___ Reading passage ___
Renewed Love

MAUNDY THURSDAY

Exodus 12:1-4, (5-10), 11-14 • Psalm 116:1, 10-17 • 1 Corinthians 11:23-26 • John 13:1-17, 31b-35

Jesus said to his disciples, “I give you a new commandment, that you love one another.” What an odd thing to say to the faithful, to those who knew their holy scripture and the commands Moses had passed along from the LORD, not the least of which included from Leviticus: “You shall not take vengeance or bear a grudge against any of your people, but you shall love your neighbor as yourself: I am the LORD” (Lev 19:18, NRSV, emphasis added). Of course, there are a lot of other commands in Leviticus, too. Fortunately, Jesus didn’t settle into dinner with the disciples on this critical night and condemn hybrid animals or plants or our mixed-fiber garments. Jesus did say, “I give you a new commandment, that you love one another.” But what is new?

At this point in Jesus’s ministry, we are used to the constant threat of the powers that be pursuing Jesus, seeking his demise. Jesus’s ministry, as we were reminded in our inquirer’s class, was about confronting the power and authority of the world. Jesus had enemies, but Judas was the first of his friends to betray him. Mind you, he’s not the only one. Peter will deny Jesus three times before the cock crows, and we’ll wonder where all the other guys have gone. Yet Judas betrayed Jesus to death in a critical and fatal choice. What did Jesus do in the face of such betrayal, a betrayal he knew was unfolding? He continued to live into his ministry, teaching, showing the way of love, respecting and honoring that God’s will be done even in the face of personal betrayal.

As if the personal and emotional undercurrent of radical love weren’t already enough, in the middle of the meal Jesus gets up and prepares himself to wash the feet of those gathered with him. We get the verbal exchange with Peter, but Judas was there, too, to receive the washing and share in the meal. In this dramatic move of the teacher washing the feet of the student-disciples, Jesus humbles himself to serve. He tells them he is setting an example for them, instructing them to do for others as he has done for them and that they will be blessed to do it. Their love isn’t to be without action, and their service is grounded in love, regardless of what status or roles they think they have. Undoubtedly this is new and different, adding to the tally of the unexpected things Jesus did along the way, expecting his followers to do likewise.

If this is your first Maundy Thursday service, this might be a challenge for you, to participate in the washing of one another’s feet, to allow your feet to be washed. As often as Jesus sat in the midst of the outcast and focused the gaze upon the lowly, we, too, still have a hard time doing uncomfortable things like being on the same level as others or sacrificing whatever it is that gives us comfort or power, like our time, our money, our care, and our security. But Jesus’s example doesn’t give us instructions on how to cross-examine those for whom we will humble ourselves, nor does Jesus’s example give us qualifiers or exceptions for doing the washing. Jesus’s act is disruptive, unexpected, intimate, and embodied. It’s physical, vulnerable, and available to all who are willing. We extend the invitation to participate, and your participation is both to give and to receive. Just as you receive the love of Jesus Christ, so, too, are you the means through which others can receive God’s love. It’s not a demand, but it’s an “ought-to.” We should wash one another’s feet. It is good for us to do so.
___
** To-do list **
A. List the scripture readings that the Maundy Thursday sermon names beneath its title.
B. Resume the Maundy Thursday sermon after its final sentence, "It is good for us to do so.", and keep the same voice.
___ Supplied information ___
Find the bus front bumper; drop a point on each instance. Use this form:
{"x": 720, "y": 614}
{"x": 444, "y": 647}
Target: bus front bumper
___
** Exercise results **
A.
Exodus 12:1-4, (5-10), 11-14
Psalm 116:1, 10-17
1 Corinthians 11:23-26
John 13:1-17, 31b-35

B.
But perhaps what I realize as if for the first time is how this footwashing reveals the new covenant, the new iteration of God’s love. In humbling himself to wash the feet of the disciples, Jesus foretells his humiliation on the cross. Through the water poured over the feet, they and we are reminded of our baptism, of the salvation we now have through Jesus Christ. In his commentary of the Gospel according to John, Raymond E. Brown writes that from verse one of the thirteenth chapter, it’s clear that “Jesus approached his death as an act of love for those who believed in him.” [1] To believe in Jesus is to believe in the Son of God. To believe in Jesus is to relate to God in a newly revealed way. For Jesus to be glorified meant that God would be glorified, God’s will being fulfilled, humanity drawn into covenant with God anew for all who believed, for all who choose to believe, for all willing to receive such grace, mercy, and love. “By this everyone will know that you are my disciples,” Jesus said, “if you have love for one another.”

One thing I found difficult in reading about the gospel was that the Johannine community was just fine with the command to love one another to be exclusive to those who also believed as they did. Fortunately, as we believe the Bible is written “under the inspiration of the Holy Spirit” (BCP 853) and that “we understand the meaning of the Bible by the help of the Holy Spirit, who guides the Church in the true interpretation of the Scriptures” (BCP 853-4), our understanding is ever-evolving. When we hear the new commandment to love one another, we hear the command and the challenge to love not only those who are easy to love but also to love those whom we would rather ignore or maybe even despise, and even those who betray us.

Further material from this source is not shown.